Entries from a pointing dataset

>> START

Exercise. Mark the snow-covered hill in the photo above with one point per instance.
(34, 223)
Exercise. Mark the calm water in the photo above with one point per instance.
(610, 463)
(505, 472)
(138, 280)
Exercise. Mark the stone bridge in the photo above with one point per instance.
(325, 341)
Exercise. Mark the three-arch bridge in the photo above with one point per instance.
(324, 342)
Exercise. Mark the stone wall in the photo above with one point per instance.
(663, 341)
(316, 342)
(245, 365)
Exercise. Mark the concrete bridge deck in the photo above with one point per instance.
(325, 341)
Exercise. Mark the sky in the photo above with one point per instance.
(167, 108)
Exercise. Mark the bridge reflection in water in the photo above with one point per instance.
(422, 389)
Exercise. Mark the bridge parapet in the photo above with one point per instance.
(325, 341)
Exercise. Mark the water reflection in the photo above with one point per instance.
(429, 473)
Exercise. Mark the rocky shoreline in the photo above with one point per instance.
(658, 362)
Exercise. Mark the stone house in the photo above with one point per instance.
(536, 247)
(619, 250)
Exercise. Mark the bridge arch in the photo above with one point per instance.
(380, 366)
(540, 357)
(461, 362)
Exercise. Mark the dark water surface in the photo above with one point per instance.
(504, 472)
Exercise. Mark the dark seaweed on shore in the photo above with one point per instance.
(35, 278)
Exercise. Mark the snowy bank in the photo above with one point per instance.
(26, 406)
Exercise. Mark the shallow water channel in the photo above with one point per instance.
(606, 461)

>> END
>> START

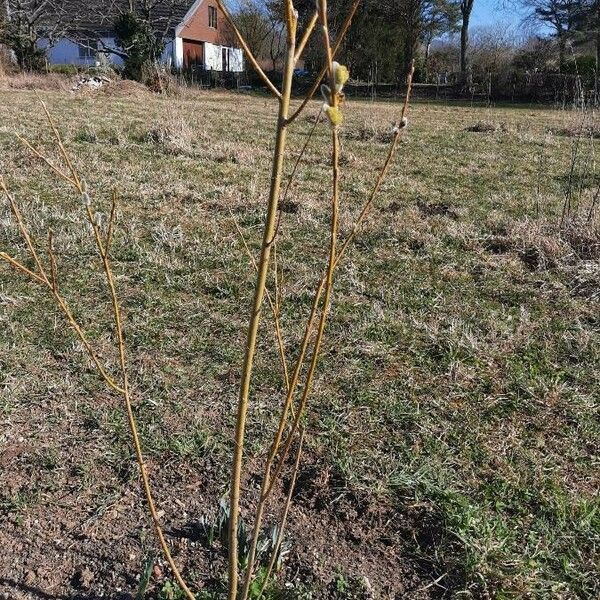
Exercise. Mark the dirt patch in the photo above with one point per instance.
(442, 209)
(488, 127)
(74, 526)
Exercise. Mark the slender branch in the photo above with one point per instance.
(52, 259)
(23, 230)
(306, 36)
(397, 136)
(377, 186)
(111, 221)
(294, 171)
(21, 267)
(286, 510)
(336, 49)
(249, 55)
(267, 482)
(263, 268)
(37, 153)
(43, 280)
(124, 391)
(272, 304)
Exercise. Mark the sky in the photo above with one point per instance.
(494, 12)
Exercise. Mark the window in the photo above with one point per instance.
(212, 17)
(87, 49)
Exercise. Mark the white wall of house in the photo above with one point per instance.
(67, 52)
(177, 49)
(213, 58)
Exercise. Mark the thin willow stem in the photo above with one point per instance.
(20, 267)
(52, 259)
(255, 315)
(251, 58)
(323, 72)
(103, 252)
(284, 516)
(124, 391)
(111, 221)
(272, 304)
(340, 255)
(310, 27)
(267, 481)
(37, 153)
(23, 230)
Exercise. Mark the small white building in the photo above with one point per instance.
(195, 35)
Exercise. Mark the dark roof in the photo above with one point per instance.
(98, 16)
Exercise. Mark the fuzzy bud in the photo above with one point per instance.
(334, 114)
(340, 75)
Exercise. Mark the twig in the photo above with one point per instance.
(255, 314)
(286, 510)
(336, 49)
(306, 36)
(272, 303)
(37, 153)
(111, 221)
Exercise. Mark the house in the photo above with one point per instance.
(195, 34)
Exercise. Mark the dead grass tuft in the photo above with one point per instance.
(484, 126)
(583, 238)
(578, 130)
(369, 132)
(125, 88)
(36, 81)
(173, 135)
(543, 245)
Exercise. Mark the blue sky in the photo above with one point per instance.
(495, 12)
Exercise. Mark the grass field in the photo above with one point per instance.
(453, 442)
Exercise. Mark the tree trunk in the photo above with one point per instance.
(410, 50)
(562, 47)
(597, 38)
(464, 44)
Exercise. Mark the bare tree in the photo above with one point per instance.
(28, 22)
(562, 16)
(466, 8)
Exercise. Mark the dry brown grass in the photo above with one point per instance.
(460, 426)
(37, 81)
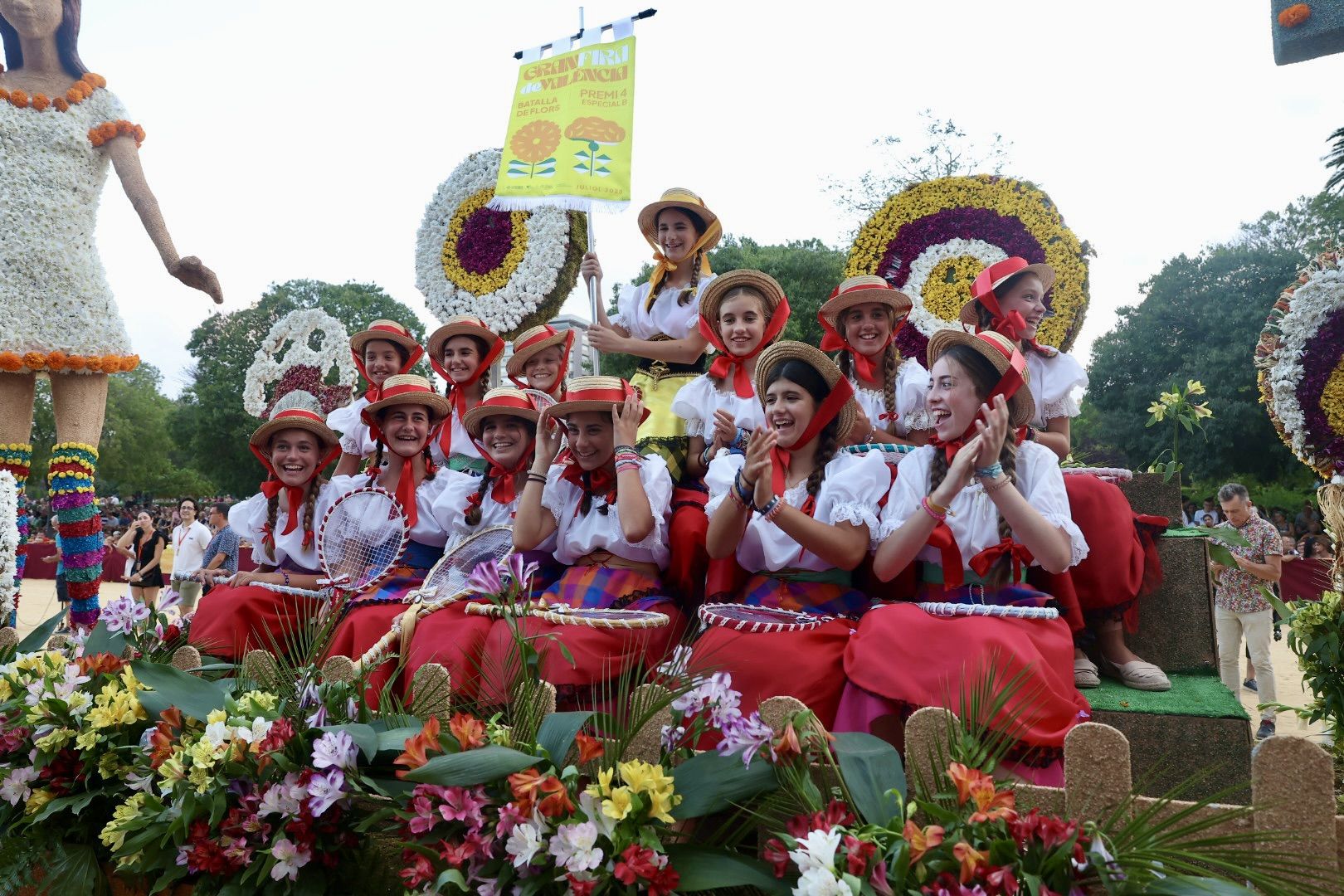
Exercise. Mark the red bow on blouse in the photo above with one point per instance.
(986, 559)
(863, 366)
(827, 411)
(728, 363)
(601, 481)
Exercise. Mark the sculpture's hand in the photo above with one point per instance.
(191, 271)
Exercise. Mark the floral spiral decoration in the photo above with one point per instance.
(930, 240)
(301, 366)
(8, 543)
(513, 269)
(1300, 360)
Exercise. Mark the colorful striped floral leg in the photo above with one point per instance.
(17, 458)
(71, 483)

>> END

§ Exercise objective
Rewrite everything from the line containing "Exercise. Mark the twig" down to the line containing "(1300, 360)" as a two-column CSV headed text and points, with one row per record and each field quoted, and turn any line breaks inside a field into spaces. Leave the pictures out.

§ Output for this task
text,points
"Exercise. Mark the twig in the photo above with one point per instance.","(255, 314) (286, 510) (336, 49) (306, 36) (272, 303) (37, 153) (111, 221)"
"Exercise. Mark the house in the photo above with one point per instance.","(195, 34)"
"Exercise. Mark the dead grass tuft in the photo above with one point per instance.","(484, 126) (583, 238) (578, 130) (369, 132) (125, 88) (36, 81) (173, 135) (543, 245)"
"Exercise. Mark the blue sky in the photo above with one point per instance.","(495, 12)"
"Exercise. Mark the grass field in the photo above with one point per instance.","(453, 442)"
"Exercise. Mark the tree trunk in the photo above with one point per instance.","(410, 50) (562, 47) (597, 38) (464, 44)"
"Exercise. Mark the bare tree in the photo above with one point per instance.","(28, 22) (562, 16) (466, 8)"
"Exercise. Mark the dry brown grass in the photo above with one point per instance.","(460, 426) (37, 81)"
"Exercise. Mark the red bow on blouse in the photo above with one point per instance.","(986, 559) (863, 366) (827, 411) (728, 363) (601, 481)"
"Exercise. Mark the sculpture's hand in the photo above with one point per instance.","(191, 271)"
"Exercise. Mark the floral spiral decoration in the photo above with one point per instance.","(930, 240) (301, 366) (8, 543) (513, 269) (1300, 360)"